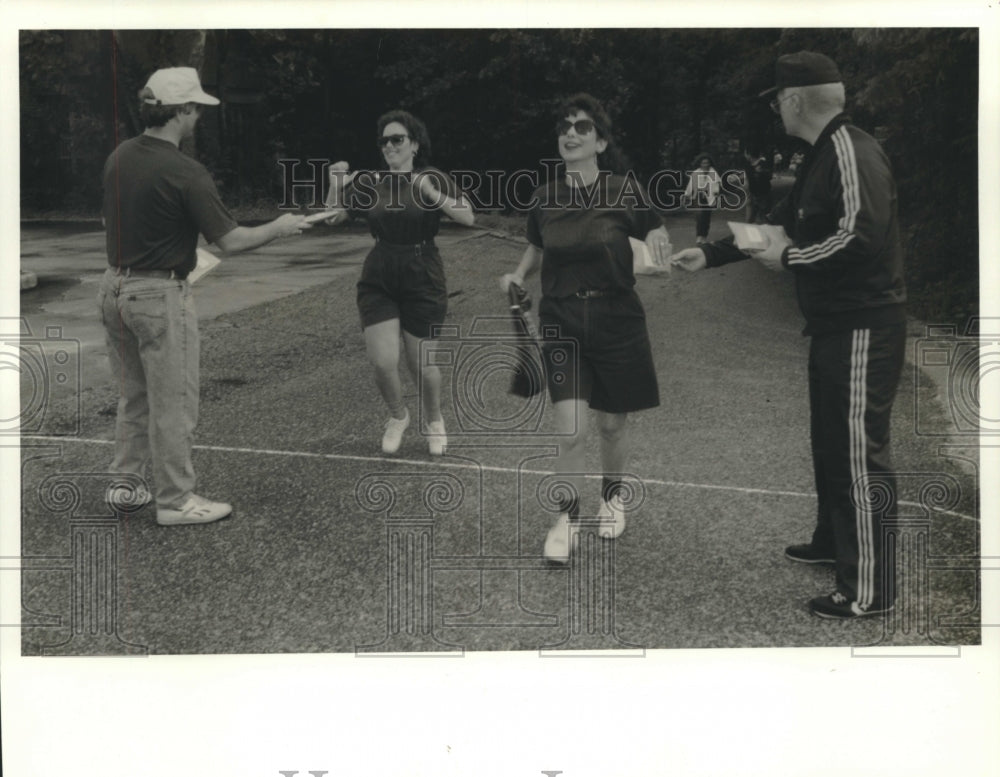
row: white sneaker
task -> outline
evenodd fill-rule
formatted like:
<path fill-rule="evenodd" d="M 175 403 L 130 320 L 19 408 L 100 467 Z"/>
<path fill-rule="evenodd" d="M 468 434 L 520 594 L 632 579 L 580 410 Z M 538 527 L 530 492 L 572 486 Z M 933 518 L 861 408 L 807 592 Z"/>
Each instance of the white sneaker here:
<path fill-rule="evenodd" d="M 161 526 L 182 526 L 191 523 L 212 523 L 228 516 L 233 506 L 225 502 L 213 502 L 203 496 L 191 494 L 187 501 L 176 509 L 156 508 L 156 522 Z"/>
<path fill-rule="evenodd" d="M 444 431 L 444 421 L 433 421 L 427 424 L 425 434 L 427 435 L 427 447 L 430 449 L 431 456 L 443 455 L 444 449 L 448 447 L 448 436 Z"/>
<path fill-rule="evenodd" d="M 153 501 L 149 489 L 141 483 L 131 486 L 127 483 L 115 483 L 108 488 L 105 495 L 108 507 L 118 513 L 135 513 Z"/>
<path fill-rule="evenodd" d="M 395 453 L 403 443 L 403 432 L 410 425 L 410 411 L 406 410 L 402 418 L 390 418 L 385 422 L 385 432 L 382 433 L 382 452 Z"/>
<path fill-rule="evenodd" d="M 597 511 L 597 518 L 600 524 L 597 527 L 597 534 L 613 540 L 621 537 L 625 532 L 625 505 L 618 496 L 611 497 L 611 501 L 601 500 L 601 507 Z"/>
<path fill-rule="evenodd" d="M 565 564 L 569 554 L 578 541 L 579 527 L 569 519 L 569 513 L 559 513 L 556 522 L 545 537 L 545 548 L 542 553 L 549 561 Z"/>

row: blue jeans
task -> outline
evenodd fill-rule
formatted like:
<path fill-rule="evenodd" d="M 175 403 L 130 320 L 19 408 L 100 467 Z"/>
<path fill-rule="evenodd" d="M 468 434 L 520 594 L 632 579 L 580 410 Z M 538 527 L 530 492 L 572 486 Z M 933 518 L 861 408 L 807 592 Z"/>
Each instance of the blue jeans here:
<path fill-rule="evenodd" d="M 120 389 L 111 471 L 141 478 L 151 463 L 157 506 L 178 506 L 195 483 L 199 346 L 191 286 L 109 269 L 98 302 Z"/>

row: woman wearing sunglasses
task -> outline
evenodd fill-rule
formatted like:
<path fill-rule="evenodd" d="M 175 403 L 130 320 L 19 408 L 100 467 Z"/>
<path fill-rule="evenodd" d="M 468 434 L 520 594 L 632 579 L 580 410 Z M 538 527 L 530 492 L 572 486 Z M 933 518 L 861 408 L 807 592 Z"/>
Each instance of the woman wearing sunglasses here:
<path fill-rule="evenodd" d="M 556 468 L 581 473 L 587 408 L 596 411 L 603 474 L 599 533 L 625 529 L 628 414 L 659 405 L 646 316 L 636 295 L 629 238 L 645 239 L 669 269 L 670 239 L 634 178 L 607 169 L 611 122 L 601 104 L 579 94 L 559 108 L 556 137 L 564 169 L 539 188 L 528 215 L 528 248 L 506 290 L 541 268 L 538 309 L 543 361 L 559 437 Z M 567 348 L 566 343 L 570 343 Z M 576 535 L 579 488 L 560 501 L 544 555 L 565 563 Z"/>
<path fill-rule="evenodd" d="M 448 309 L 441 256 L 434 244 L 441 215 L 471 226 L 473 211 L 454 181 L 429 167 L 431 142 L 423 122 L 406 111 L 390 111 L 377 122 L 377 145 L 388 172 L 348 174 L 346 162 L 330 168 L 327 207 L 368 221 L 375 246 L 365 258 L 357 285 L 358 310 L 375 384 L 389 409 L 382 450 L 399 450 L 410 413 L 399 375 L 399 339 L 406 362 L 420 382 L 424 434 L 432 455 L 445 451 L 441 417 L 441 373 L 420 364 L 420 341 L 444 322 Z"/>

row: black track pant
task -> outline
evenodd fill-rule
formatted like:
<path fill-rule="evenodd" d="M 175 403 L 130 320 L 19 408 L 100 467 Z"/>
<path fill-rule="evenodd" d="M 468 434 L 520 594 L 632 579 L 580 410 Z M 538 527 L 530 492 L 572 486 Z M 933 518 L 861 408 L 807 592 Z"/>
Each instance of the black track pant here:
<path fill-rule="evenodd" d="M 711 226 L 712 210 L 702 207 L 694 217 L 694 233 L 697 237 L 708 237 L 708 230 Z"/>
<path fill-rule="evenodd" d="M 862 609 L 895 595 L 882 518 L 895 504 L 889 419 L 905 350 L 905 324 L 814 336 L 809 348 L 819 497 L 812 542 L 834 554 L 837 590 Z"/>

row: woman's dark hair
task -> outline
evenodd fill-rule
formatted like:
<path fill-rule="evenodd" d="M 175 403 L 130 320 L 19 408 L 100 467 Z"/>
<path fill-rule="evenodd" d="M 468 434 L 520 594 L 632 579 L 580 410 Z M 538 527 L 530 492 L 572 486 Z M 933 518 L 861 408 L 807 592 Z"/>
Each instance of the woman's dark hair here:
<path fill-rule="evenodd" d="M 624 173 L 628 168 L 628 160 L 619 150 L 615 139 L 611 134 L 611 117 L 604 110 L 600 101 L 586 92 L 579 92 L 565 98 L 556 107 L 556 121 L 562 121 L 567 116 L 572 116 L 578 112 L 586 113 L 597 128 L 597 136 L 607 141 L 607 146 L 597 155 L 597 164 L 602 170 L 609 170 L 612 173 Z"/>
<path fill-rule="evenodd" d="M 701 167 L 701 161 L 703 159 L 707 159 L 708 160 L 708 166 L 709 167 L 715 167 L 715 162 L 712 161 L 712 155 L 711 154 L 706 154 L 706 153 L 698 154 L 698 156 L 696 156 L 694 158 L 694 161 L 691 163 L 691 167 L 692 168 L 694 168 L 694 167 Z"/>
<path fill-rule="evenodd" d="M 378 117 L 378 134 L 381 135 L 386 126 L 393 122 L 406 127 L 406 133 L 410 136 L 410 140 L 420 144 L 418 157 L 413 166 L 417 167 L 419 163 L 420 167 L 427 167 L 431 158 L 431 136 L 427 134 L 427 127 L 424 123 L 409 111 L 389 111 Z"/>
<path fill-rule="evenodd" d="M 194 106 L 194 103 L 185 103 L 184 105 L 159 105 L 148 103 L 146 102 L 147 99 L 156 99 L 156 95 L 153 94 L 152 89 L 148 86 L 144 86 L 139 90 L 139 118 L 142 120 L 142 125 L 146 129 L 162 127 L 178 113 L 188 113 L 191 110 L 188 106 Z"/>

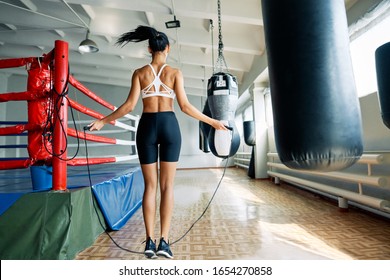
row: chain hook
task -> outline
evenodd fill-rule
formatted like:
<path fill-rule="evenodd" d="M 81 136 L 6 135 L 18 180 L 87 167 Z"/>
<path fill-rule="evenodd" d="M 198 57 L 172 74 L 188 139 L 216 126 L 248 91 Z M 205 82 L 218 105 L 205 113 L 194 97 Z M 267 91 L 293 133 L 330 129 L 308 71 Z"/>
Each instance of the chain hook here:
<path fill-rule="evenodd" d="M 214 67 L 214 73 L 217 72 L 227 72 L 229 73 L 229 69 L 225 60 L 225 57 L 223 55 L 223 41 L 222 41 L 222 21 L 221 21 L 221 0 L 218 0 L 218 57 L 217 62 Z M 223 71 L 225 70 L 225 71 Z"/>

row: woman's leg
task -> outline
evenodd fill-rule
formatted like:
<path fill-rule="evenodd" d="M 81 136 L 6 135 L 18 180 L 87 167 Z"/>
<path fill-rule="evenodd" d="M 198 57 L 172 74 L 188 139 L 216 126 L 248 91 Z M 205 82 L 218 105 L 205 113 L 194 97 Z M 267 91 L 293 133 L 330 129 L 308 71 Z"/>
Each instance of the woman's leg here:
<path fill-rule="evenodd" d="M 160 219 L 161 237 L 168 241 L 169 229 L 173 213 L 173 184 L 176 175 L 177 162 L 160 162 Z"/>
<path fill-rule="evenodd" d="M 158 184 L 157 163 L 141 164 L 145 181 L 145 191 L 142 200 L 142 212 L 146 230 L 146 239 L 154 240 L 154 223 L 156 218 L 156 194 Z"/>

• • • • •

Word for word, please return the lines from the one containing "row: woman's leg" through the end of the listing, both ends included, and nothing else.

row: woman's leg
task -> outline
evenodd fill-rule
formatted like:
<path fill-rule="evenodd" d="M 81 136 L 6 135 L 18 180 L 87 167 Z"/>
<path fill-rule="evenodd" d="M 198 57 L 172 74 L 188 139 L 216 126 L 248 91 Z M 205 82 L 218 105 L 205 113 L 194 97 Z M 267 91 L 293 133 L 330 129 L 308 71 Z"/>
Each instance of the woman's leg here:
<path fill-rule="evenodd" d="M 160 219 L 161 237 L 168 241 L 169 229 L 173 213 L 173 184 L 176 175 L 177 162 L 160 162 Z"/>
<path fill-rule="evenodd" d="M 158 184 L 157 163 L 141 164 L 145 181 L 145 191 L 142 200 L 142 212 L 146 230 L 146 239 L 154 240 L 154 223 L 156 218 L 156 194 Z"/>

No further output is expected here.